::: Passage :::

The Molecular and Genomic Basis of Phenotypic Innovations:
We are primarily concerned with the question of how molecular changes cause new phenotypes to emerge. Our main goal is to understand, from as many angles as possible, how protein evolution works. Furthermore, we want to understand which of the zillions of possible evolutionary paths at the molecular level are facilitated or hindered by biophysical constraints which govern structure and function of proteins and RNAs. Accordingly, we use computational simulations, transcriptomics (aka RNAseq), genomic data analyses and wet-lab directed evolution experiments to investigate the phenotypic effects of genotypic changes.
In particular, we aim at understanding evolvability (many mutations of a genotype create novel phenotypes), robustness (most mutations will preserve the phenotype), lock-in (the evolutionary history constrains the evolvability of a molecule), canalisation (the evolutionary history constrains phenotypic plasticity), epistatic ratchets (two or more neutral or deleterious mutations become beneficial in concert) and the role of promiscuity (multi-functionality) for escaping adaptive conflicts (a molecule has two (or more) fitness-relevant functions but can not optimise both simultaneously).
In order to confer adaptation to continuously changing environments, new protein-encoding genes are continuously exploring the available sequence space through mutation. However, potentially beneficial changes are vastly outnumbered by those that are detrimental. Therefore, any protein also has to be robust to mutation. The success of this balancing act between adaptability and the maintenance of general functionality ultimately determines which mutations are fixed during adaptive evolution. In other words: how do evolving genes (or their encoded proteins) change their dominant and/or latent function(s) without ever getting stuck in fitness minima?
Recent results illustrate the importance of sub-optimal or promiscuous functions for the adaptation toward new function of protein coding genes. Unfortunately, this renders any modelling of fitness landscapes (and therefore rational design) incredibly complicated. We use simple models systems to characterize the fitness landscape of molecules and predict their evolvability. In particular we investigate the effects of the degree of neutrality (the fraction of neutral mutations for a given genotype) in sequence space and of multi-functionality on evolvability, i.e. the number of new phenotypes that can be reached within a few mutations.
Furthermore, we use predicted ancestral states of enzymes, in particular those that occur at the point of functional divergence, to unravel their evolutionary potential and understand their functional switches during evolution. The latter should ultimately lead to the development of a so-called evolvability assessment, based on experimentally determined biochemical/biophysical characteristics, which can used to determine the best enzyme, out of several possible candidates, to use as a starting point for engineering a better protein for a particular (commercially valuable) function.

::: Record excerpts :::

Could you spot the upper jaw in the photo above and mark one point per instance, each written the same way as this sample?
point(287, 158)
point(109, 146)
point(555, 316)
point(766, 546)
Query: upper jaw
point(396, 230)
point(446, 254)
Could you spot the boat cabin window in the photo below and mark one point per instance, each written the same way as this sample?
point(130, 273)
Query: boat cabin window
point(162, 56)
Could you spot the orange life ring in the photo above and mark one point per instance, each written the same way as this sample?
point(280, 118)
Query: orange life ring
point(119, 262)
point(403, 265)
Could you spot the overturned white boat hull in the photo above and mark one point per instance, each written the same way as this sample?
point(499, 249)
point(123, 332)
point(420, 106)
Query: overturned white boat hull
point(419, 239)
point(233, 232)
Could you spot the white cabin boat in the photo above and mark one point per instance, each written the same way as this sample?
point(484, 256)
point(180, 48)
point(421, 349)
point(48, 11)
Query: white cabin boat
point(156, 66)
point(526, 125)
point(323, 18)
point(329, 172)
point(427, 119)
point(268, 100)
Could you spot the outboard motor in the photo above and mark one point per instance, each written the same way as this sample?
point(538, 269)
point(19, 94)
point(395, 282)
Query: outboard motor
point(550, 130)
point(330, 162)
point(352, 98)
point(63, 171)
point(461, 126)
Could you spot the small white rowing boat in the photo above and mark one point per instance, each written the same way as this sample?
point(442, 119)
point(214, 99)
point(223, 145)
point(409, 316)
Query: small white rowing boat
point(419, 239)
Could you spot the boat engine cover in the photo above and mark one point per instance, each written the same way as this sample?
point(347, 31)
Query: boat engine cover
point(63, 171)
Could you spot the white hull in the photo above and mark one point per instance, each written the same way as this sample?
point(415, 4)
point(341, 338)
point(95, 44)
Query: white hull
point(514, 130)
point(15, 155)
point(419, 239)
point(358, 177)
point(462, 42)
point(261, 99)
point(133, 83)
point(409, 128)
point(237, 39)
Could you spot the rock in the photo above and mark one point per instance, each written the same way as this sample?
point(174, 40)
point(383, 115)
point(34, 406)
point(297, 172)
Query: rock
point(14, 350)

:::

**Prompt**
In the research description, what does the term "lock-in" mean?

**Response to this task**
The evolutionary history constrains the evolvability of a molecule.